## Trecho apresentado
+ + + + + + +

Introdução.
O journalctl
é a ferramenta de linha de comando para visualizar os logs gerenciados pelo systemd-journald, o sistema de registro de logs nativo do systemd. No Debian 12 (Bookworm), houve uma mudança significativa: o journald passou a ser o mecanismo de log padrão do sistema, substituindo o método tradicional baseado em syslog (geralmente fornecido pelo daemon rsyslog)
Em versões anteriores (como Debian 11 Bullseye), o rsyslog vinha instalado por padrão e recebia as mensagens do journald, gravando-as em arquivos de texto sob /var/log (por exemplo, /var/log/syslog
)
Já no Debian 12, o pacote rsyslog não é mais instalado automaticamente, o que significa que os logs do sistema agora ficam centralizados no journald e são acessíveis principalmente via journalctl
. Eu tenho utilizado e recomendado o uso do journalctl, como neste post.

+ + + + + + +

## Dados fornecidos

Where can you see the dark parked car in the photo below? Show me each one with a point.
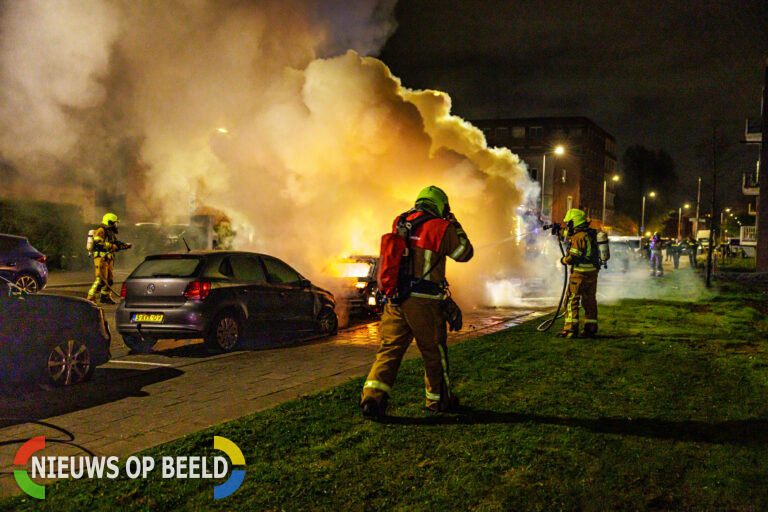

+ + + + + + +

Segundo o trecho apresentado sobre o journalctl, qual pacote deixou de ser instalado automaticamente no Debian 12?

## Resposta escrita
O pacote rsyslog.